### AIM OF THE TASK
From the records below, take each line where the string "cleat" shows up and copy it.

### MATERIAL FOR THIS TASK
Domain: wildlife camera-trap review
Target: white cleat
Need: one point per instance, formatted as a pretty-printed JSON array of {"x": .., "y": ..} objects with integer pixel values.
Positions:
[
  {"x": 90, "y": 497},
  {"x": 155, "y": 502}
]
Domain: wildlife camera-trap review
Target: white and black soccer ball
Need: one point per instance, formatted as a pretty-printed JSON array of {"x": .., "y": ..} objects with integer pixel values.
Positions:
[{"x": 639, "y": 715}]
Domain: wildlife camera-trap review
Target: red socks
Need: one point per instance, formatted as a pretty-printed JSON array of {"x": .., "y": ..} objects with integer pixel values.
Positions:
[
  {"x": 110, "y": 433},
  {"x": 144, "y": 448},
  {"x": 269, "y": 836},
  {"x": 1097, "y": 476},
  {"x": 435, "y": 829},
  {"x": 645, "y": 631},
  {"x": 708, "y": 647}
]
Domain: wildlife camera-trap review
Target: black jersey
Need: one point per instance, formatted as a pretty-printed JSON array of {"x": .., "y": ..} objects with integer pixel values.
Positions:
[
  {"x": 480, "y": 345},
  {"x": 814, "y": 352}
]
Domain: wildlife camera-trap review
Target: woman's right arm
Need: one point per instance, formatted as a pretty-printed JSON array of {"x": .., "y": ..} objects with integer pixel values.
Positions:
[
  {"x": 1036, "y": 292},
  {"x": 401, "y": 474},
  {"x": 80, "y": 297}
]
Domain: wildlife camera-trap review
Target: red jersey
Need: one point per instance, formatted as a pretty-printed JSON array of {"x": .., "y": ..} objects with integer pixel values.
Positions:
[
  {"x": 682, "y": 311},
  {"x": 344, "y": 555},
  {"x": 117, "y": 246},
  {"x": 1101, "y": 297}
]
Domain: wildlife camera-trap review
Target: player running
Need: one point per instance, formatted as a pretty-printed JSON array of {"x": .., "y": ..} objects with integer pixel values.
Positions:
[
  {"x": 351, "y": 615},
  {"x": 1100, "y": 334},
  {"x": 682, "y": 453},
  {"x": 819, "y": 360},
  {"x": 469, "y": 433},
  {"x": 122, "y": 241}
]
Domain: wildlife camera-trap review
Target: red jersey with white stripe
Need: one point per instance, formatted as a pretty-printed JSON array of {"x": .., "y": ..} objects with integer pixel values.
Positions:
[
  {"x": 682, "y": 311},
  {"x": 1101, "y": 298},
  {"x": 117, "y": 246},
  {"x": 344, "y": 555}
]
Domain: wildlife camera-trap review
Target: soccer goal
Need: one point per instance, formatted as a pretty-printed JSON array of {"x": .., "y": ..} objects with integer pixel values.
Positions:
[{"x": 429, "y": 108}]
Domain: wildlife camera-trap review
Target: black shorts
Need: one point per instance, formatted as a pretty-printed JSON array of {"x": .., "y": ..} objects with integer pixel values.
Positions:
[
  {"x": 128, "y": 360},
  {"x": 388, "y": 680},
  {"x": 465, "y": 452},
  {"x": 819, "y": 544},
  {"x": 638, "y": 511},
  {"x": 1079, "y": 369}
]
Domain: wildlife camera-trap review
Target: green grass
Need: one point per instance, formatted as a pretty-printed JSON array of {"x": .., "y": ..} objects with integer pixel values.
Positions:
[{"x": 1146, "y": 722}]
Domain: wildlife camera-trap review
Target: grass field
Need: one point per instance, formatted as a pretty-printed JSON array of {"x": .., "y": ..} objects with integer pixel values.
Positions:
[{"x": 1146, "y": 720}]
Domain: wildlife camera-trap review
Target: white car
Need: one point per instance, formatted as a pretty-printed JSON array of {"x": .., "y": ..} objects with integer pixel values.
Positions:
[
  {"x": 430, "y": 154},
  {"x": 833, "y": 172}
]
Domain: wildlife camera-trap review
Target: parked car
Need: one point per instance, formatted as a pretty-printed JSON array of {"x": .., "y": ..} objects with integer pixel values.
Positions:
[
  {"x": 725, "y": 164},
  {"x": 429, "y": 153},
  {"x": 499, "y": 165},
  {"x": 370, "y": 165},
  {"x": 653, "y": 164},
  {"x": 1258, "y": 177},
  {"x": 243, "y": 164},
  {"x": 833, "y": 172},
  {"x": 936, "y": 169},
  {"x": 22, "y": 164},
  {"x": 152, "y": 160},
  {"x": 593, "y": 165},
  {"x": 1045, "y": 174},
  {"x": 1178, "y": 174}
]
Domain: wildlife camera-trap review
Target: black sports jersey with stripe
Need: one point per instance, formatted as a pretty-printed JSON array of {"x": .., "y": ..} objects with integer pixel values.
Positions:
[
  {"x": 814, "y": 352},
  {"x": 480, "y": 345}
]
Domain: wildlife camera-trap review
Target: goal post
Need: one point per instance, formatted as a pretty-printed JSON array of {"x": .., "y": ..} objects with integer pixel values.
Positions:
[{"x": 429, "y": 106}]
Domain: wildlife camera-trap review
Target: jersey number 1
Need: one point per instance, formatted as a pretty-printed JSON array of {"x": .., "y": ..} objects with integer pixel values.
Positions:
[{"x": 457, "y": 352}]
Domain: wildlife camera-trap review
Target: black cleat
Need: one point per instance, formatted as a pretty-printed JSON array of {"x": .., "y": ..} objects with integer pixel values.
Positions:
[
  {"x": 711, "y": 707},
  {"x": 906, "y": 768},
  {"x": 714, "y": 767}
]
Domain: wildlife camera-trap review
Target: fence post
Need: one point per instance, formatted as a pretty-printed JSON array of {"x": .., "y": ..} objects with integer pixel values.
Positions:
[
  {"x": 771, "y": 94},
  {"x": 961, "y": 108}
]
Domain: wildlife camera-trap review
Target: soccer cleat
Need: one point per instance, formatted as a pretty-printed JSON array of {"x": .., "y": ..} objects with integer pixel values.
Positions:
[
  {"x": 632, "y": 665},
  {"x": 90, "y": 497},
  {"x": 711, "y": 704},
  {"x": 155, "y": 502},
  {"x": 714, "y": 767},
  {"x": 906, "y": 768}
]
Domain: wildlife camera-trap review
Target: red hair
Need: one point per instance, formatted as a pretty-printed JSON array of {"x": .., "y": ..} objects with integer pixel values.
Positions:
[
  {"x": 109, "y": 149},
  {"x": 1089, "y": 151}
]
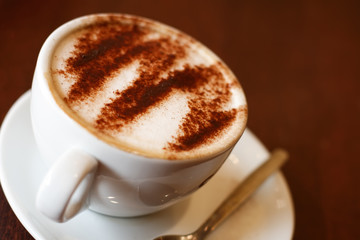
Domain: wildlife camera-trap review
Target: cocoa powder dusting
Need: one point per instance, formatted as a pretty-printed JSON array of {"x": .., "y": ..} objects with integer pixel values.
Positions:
[{"x": 106, "y": 48}]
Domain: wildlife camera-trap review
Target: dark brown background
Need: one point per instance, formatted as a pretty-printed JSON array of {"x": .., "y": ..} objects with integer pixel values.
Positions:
[{"x": 298, "y": 61}]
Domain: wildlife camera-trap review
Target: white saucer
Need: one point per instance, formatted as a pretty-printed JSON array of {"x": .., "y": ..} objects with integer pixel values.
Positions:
[{"x": 268, "y": 214}]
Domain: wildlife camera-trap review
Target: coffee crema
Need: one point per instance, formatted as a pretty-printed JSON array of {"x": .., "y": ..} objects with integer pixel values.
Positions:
[{"x": 147, "y": 88}]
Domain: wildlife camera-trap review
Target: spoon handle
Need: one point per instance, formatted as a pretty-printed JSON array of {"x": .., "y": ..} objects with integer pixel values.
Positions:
[{"x": 244, "y": 190}]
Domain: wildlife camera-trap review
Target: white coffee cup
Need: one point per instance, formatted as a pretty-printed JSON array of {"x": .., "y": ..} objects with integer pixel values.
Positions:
[{"x": 86, "y": 172}]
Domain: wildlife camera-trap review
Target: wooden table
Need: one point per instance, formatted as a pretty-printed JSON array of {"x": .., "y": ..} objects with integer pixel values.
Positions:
[{"x": 298, "y": 61}]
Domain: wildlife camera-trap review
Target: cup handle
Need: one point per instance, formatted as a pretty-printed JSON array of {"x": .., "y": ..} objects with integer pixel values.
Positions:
[{"x": 64, "y": 190}]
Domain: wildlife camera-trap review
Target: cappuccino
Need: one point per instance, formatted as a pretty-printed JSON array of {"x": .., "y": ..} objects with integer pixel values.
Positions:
[{"x": 147, "y": 88}]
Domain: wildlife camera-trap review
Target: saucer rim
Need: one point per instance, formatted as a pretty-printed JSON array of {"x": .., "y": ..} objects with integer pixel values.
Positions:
[{"x": 18, "y": 209}]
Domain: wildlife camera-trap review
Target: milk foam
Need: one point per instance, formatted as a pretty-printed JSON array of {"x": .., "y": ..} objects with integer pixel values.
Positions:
[{"x": 153, "y": 131}]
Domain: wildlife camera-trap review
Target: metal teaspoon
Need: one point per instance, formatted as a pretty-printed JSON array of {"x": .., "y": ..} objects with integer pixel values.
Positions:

### SOLVED PROBLEM
Target: white cleat
Target: black cleat
Target: soccer cleat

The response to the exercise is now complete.